* _Given task_: Rescale the items starting at the first line and ending at the line that contains "[662, 41, 739, 212]", both included. Write out every one of those lines again with the requests unchanged, but multiply each box coordinate in the answers by 2.2 and round to whole numbers, halves up.

────

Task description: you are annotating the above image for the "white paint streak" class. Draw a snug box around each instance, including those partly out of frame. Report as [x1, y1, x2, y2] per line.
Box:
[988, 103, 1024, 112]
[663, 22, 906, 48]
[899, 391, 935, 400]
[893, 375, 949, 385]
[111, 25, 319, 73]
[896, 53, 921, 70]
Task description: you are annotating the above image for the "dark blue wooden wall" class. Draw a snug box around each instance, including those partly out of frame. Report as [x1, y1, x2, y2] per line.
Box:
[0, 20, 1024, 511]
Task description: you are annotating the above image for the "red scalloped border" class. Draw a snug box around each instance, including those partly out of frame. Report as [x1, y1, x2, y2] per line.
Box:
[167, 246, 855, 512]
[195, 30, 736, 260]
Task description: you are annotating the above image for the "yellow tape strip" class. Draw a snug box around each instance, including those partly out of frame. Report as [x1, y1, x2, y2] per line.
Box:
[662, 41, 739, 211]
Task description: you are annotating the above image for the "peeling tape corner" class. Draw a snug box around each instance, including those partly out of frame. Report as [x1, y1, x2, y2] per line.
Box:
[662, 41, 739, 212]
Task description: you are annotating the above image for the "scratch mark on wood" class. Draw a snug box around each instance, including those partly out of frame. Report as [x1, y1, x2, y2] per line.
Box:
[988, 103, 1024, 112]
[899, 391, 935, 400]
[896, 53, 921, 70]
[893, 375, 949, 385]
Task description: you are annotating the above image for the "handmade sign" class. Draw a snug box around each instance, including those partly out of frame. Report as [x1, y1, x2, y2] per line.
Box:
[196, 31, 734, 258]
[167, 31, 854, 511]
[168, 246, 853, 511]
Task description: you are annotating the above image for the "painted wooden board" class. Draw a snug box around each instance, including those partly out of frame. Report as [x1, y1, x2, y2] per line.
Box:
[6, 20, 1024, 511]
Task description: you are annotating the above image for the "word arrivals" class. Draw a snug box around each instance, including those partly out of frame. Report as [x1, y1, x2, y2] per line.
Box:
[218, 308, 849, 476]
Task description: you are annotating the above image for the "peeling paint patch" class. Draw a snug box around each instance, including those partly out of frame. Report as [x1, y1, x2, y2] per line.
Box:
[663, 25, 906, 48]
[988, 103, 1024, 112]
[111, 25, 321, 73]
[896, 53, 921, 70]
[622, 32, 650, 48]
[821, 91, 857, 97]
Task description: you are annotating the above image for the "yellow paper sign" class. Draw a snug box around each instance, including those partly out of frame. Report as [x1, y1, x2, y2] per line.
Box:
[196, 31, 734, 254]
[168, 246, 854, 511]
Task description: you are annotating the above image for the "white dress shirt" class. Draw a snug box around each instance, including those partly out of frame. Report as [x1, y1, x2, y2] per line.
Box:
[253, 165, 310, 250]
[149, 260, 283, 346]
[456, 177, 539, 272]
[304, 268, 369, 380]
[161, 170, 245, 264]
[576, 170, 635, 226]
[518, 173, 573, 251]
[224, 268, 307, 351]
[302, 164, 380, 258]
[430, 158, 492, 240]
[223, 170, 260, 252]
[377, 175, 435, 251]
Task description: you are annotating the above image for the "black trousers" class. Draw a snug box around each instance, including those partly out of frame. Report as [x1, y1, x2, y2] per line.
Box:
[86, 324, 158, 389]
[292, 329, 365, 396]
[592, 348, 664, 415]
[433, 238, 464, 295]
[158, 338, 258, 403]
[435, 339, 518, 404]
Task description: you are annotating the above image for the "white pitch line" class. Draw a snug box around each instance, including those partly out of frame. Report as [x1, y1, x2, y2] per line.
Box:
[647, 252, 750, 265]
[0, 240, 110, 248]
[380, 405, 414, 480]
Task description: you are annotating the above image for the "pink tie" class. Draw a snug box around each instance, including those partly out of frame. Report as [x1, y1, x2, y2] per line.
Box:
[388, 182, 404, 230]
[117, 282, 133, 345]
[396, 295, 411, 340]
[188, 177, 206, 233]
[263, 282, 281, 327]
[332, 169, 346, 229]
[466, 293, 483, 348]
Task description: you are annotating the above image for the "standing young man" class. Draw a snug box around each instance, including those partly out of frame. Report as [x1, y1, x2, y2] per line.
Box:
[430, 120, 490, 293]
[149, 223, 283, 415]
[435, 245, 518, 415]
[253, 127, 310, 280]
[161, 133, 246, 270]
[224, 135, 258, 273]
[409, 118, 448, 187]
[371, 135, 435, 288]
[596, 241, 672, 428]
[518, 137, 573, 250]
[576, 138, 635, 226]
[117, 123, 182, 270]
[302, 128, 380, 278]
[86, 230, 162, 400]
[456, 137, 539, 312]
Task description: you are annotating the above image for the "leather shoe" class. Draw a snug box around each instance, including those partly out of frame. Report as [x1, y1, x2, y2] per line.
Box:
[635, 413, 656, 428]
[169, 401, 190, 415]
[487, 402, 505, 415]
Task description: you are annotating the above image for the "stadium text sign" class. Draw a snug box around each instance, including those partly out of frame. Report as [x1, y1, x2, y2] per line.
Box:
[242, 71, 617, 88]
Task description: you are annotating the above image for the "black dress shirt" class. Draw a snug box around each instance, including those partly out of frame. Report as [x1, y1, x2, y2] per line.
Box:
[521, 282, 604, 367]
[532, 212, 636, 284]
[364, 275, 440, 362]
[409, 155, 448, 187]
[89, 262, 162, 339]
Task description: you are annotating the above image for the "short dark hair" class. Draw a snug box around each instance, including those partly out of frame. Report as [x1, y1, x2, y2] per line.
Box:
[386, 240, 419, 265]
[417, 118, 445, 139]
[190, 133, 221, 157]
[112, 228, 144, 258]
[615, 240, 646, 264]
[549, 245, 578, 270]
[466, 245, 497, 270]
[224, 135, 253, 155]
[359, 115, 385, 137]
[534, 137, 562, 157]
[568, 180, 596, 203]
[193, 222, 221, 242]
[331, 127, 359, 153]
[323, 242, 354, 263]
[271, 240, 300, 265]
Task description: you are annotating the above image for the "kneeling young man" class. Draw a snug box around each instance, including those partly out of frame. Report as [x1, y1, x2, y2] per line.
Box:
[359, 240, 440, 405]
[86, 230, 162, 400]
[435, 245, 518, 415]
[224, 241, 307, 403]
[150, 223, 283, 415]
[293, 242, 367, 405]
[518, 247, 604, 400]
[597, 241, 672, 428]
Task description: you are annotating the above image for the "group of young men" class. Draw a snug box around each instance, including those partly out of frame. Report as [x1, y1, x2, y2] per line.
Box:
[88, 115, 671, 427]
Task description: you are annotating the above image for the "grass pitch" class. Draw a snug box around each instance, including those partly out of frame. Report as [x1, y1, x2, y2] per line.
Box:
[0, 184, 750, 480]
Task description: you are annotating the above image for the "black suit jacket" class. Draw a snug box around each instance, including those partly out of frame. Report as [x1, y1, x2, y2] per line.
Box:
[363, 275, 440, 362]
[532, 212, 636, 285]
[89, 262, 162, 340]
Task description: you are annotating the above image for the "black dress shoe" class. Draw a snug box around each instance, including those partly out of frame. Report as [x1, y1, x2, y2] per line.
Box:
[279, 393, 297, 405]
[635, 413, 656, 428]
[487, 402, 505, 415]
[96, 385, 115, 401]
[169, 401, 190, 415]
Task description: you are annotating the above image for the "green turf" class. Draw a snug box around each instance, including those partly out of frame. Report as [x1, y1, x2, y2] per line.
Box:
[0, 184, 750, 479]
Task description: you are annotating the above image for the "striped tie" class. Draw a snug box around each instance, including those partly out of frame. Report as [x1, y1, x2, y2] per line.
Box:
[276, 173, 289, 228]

────

* _Task solution_:
Task description: you are annotating the above image for the "white paint streak" class. Draw a snug box around each instance, including those partly out of frame. Report as [x1, y1, x2, y2] per line.
Box:
[2174, 227, 2253, 246]
[1459, 48, 1993, 106]
[1978, 860, 2057, 880]
[1965, 825, 2088, 847]
[244, 55, 702, 161]
[1971, 117, 2026, 154]
Task description: you are annotating the above image for the "dark blue wooden wall" class. Draw a snug box around each instance, including those partly out of frame. Report as [x1, y1, x2, y2] per line.
Box:
[0, 44, 2253, 1124]
Task description: you are annotating the above image for the "red scalloped border" class. Draw a snug box around each instance, including those partly out of frame. Report as [x1, y1, x2, y2] per line.
Box:
[367, 541, 1881, 1126]
[429, 66, 1619, 572]
Task description: you are annotating the above image for the "yellow tape strip" class. Draw a snug box around each instance, including those partly out of frame. Report as [x1, y1, x2, y2] per line.
Box:
[1456, 90, 1626, 464]
Task description: you are annotating the above image for the "peeling tape corner" class. Draw a snug box around each instance, including those partly out of frame. Report as [x1, y1, x2, y2] per line.
Box:
[1456, 90, 1626, 466]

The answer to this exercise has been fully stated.